--- Material for this exercise ---
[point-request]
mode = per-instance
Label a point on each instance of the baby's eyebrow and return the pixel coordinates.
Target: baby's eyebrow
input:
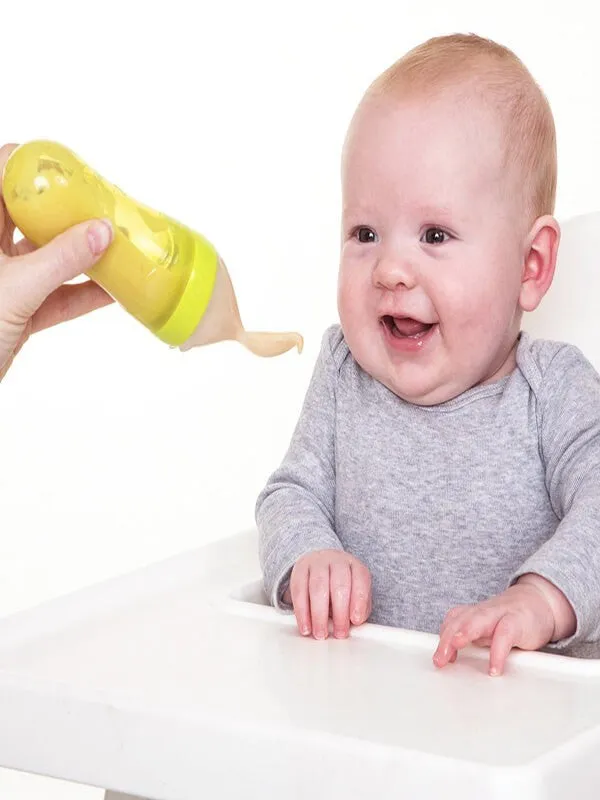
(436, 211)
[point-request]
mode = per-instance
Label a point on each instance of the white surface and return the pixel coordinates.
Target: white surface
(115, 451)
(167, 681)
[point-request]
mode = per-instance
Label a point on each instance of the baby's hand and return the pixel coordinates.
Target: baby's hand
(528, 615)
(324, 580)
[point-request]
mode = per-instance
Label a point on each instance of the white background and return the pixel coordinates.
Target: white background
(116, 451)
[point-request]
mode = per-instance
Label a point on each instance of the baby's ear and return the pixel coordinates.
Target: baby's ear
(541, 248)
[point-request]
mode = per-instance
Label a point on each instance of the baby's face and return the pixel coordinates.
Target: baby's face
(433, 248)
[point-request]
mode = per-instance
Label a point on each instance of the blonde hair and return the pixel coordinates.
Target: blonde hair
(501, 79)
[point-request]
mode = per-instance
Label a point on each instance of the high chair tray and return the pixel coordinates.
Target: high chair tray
---
### Work to do
Locate every line in the material above that contains the word "blonde" and copy each of those lines in full. Matches must have the same case.

### Finished answer
Label a point on each instance of the blonde hair and return the pixel coordinates.
Target: blonde hair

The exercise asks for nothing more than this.